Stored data
## BEGIN
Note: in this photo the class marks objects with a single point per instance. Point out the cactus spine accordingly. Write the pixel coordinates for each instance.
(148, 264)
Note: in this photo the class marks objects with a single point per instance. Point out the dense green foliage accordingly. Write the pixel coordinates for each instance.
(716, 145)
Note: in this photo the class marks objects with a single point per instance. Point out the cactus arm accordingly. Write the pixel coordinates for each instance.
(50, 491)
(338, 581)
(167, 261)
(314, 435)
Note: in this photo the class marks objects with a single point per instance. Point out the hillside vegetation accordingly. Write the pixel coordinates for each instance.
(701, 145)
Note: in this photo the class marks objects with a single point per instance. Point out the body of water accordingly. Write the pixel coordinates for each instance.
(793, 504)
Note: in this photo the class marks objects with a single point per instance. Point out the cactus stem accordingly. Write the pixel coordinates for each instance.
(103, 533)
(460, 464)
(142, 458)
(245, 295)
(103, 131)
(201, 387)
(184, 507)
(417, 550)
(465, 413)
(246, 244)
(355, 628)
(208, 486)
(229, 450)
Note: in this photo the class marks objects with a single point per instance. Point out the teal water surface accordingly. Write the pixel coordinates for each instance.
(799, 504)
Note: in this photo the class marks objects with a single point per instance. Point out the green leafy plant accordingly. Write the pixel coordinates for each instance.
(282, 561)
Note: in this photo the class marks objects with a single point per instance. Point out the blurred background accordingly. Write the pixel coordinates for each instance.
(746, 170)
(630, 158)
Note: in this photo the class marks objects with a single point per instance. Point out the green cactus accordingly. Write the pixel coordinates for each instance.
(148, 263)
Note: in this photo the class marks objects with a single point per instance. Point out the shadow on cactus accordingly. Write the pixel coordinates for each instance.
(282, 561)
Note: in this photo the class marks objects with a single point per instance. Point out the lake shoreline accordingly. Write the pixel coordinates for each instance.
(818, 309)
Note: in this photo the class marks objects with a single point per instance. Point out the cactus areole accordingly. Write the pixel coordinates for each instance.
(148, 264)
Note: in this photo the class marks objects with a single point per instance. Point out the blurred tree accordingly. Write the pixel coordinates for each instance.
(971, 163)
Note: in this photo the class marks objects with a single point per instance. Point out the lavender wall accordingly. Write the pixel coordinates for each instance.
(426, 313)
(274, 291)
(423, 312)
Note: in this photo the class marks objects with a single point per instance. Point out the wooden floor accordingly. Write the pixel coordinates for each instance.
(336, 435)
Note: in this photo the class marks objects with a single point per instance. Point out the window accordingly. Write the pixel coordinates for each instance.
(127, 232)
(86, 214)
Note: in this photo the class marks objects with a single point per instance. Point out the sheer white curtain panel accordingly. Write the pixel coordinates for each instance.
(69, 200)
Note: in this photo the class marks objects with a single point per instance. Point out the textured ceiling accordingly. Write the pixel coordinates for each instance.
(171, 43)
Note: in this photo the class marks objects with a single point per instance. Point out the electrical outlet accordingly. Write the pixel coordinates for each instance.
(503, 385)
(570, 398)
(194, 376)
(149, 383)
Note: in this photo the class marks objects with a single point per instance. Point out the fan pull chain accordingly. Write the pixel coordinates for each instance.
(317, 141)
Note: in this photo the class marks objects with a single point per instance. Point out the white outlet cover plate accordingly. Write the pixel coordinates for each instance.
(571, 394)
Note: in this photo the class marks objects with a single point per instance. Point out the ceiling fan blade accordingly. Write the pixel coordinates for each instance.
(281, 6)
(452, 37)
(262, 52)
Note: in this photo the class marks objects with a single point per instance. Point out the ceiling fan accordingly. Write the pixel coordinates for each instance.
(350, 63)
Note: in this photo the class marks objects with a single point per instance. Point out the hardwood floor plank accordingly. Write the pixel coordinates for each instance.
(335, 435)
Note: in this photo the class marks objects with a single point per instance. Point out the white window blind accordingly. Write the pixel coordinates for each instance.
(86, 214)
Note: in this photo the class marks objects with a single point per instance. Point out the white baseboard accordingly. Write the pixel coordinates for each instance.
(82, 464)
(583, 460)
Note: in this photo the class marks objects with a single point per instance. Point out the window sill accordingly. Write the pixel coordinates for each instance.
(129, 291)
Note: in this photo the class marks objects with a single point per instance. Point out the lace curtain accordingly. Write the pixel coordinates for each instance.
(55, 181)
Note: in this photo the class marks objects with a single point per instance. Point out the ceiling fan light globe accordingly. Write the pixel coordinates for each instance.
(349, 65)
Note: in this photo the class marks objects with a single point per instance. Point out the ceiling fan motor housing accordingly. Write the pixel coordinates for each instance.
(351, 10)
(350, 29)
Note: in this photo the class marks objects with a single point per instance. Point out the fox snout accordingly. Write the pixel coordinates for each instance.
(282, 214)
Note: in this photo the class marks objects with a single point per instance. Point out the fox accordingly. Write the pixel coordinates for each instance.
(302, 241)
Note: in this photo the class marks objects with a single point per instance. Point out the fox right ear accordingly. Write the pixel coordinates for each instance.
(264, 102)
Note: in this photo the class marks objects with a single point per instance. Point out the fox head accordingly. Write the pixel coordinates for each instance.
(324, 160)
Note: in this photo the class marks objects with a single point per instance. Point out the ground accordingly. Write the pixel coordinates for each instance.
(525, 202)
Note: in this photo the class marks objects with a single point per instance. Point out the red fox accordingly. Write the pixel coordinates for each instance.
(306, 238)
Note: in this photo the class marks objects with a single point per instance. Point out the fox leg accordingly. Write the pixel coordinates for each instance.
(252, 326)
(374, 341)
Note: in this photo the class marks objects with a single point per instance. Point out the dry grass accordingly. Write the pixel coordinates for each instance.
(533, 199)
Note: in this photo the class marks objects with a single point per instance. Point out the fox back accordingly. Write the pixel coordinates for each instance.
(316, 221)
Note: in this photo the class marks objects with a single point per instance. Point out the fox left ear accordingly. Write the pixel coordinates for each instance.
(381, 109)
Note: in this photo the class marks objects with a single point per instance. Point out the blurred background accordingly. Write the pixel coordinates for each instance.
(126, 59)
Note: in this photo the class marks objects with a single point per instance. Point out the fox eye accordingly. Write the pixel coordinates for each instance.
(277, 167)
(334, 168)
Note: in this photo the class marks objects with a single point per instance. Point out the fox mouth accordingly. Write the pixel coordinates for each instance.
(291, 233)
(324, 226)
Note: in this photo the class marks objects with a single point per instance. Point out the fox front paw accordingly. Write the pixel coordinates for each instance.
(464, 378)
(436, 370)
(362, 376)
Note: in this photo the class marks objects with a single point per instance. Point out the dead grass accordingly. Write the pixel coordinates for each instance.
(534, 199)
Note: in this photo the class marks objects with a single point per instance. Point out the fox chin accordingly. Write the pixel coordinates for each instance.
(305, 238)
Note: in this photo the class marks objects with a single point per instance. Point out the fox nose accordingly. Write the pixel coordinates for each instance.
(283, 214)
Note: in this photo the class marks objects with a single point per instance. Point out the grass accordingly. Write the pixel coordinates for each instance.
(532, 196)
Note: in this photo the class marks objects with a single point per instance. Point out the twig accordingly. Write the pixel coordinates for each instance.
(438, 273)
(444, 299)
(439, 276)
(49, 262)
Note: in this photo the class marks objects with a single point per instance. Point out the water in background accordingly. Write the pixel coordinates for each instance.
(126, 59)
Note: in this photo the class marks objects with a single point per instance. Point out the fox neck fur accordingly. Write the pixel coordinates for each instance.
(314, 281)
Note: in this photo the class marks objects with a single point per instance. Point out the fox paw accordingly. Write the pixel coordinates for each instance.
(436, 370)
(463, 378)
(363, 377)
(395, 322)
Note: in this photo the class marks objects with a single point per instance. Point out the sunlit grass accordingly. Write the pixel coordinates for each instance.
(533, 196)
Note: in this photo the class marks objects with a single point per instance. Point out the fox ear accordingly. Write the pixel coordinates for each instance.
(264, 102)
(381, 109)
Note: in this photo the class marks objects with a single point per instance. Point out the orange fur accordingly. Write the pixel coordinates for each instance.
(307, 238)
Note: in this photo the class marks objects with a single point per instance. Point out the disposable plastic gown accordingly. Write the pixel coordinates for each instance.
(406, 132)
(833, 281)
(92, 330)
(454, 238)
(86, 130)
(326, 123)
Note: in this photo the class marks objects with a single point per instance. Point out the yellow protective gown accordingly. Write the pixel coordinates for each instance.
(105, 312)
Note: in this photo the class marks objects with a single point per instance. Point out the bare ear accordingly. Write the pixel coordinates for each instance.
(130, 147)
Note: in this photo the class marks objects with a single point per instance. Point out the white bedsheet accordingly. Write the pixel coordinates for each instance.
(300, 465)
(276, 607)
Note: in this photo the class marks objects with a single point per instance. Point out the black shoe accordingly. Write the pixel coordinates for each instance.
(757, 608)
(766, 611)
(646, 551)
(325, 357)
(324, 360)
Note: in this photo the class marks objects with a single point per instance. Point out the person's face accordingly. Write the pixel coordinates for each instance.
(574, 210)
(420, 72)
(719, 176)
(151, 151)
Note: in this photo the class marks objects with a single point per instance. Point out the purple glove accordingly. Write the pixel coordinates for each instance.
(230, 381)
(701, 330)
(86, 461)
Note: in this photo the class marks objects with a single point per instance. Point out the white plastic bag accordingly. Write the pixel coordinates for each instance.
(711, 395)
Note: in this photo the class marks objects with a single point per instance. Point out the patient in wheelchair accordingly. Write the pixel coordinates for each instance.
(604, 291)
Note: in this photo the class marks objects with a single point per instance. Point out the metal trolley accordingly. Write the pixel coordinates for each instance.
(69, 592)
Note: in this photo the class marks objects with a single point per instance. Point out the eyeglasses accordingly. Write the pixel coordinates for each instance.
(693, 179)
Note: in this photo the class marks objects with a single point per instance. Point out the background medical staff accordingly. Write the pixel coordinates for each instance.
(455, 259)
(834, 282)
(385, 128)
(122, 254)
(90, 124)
## END
What the exercise asks
Format the items as a Markdown table with the columns Row and Line, starting with the line containing "out the yellow" and continuing through the last line of the items. Give each line its row number, and leave out any blank lines.

Reply to the exercise
| Row | Line |
|---|---|
| 1 | Note: in this photo the class marks objects with a single point per instance. Point out the yellow protective gown accordingly. Write the pixel coordinates for each instance. |
| 2 | (105, 312) |
| 3 | Note: in this photo the class marks objects with a single point per instance. Point out the bare ear accordingly. Write the pixel coordinates for each instance. |
| 4 | (130, 147) |
| 5 | Note: in this photo the class marks objects with a single point per instance. Point out the white bedsheet accordingly. Write the pixel coordinates for each instance. |
| 6 | (300, 465) |
| 7 | (276, 607) |
| 8 | Note: in this photo the class marks objects with a single point per instance. Point out the black shoe accordingly. Write the pixel coordinates for each instance. |
| 9 | (757, 608) |
| 10 | (766, 611) |
| 11 | (646, 551) |
| 12 | (325, 357) |
| 13 | (324, 360) |
| 14 | Note: in this photo the class marks objects with a single point per instance. Point out the person's face accordingly. Write the pixel coordinates for each instance. |
| 15 | (574, 210) |
| 16 | (420, 72) |
| 17 | (719, 176) |
| 18 | (151, 151) |
| 19 | Note: in this photo the class marks objects with a single point per instance. Point out the purple glove accordingly. Write the pixel coordinates for each instance. |
| 20 | (230, 381) |
| 21 | (701, 330) |
| 22 | (86, 461) |
| 23 | Note: in this photo the class marks objects with a single point per instance. Point out the white plastic bag accordingly. Write the pixel coordinates for each instance. |
| 24 | (711, 395) |
| 25 | Note: in this photo the class marks objects with a single point per instance. Point out the patient in wheelchair accordingly. Write the pixel coordinates for each instance. |
| 26 | (604, 291) |
| 27 | Note: in this photo the class marks objects with a single point per instance. Point out the metal trolley accordingly. Write the pixel coordinates for each instance. |
| 28 | (69, 592) |
| 29 | Note: in this photo the class marks objects with a single point per instance. Point out the eyeglasses accordingly. Write the pixel coordinates for each instance. |
| 30 | (693, 179) |
| 31 | Note: in this photo the class marks objects with a single point per instance. Point out the background medical staff accordingly. Write the pixel coordinates for each instance. |
| 32 | (455, 259) |
| 33 | (834, 282) |
| 34 | (385, 128) |
| 35 | (122, 254) |
| 36 | (90, 124) |